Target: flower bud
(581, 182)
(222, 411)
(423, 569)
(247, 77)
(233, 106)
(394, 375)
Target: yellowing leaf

● **Objective**
List every line above that contains the string "Target", matching case exactly.

● **Completed task**
Target: flower bud
Target: yellowing leaf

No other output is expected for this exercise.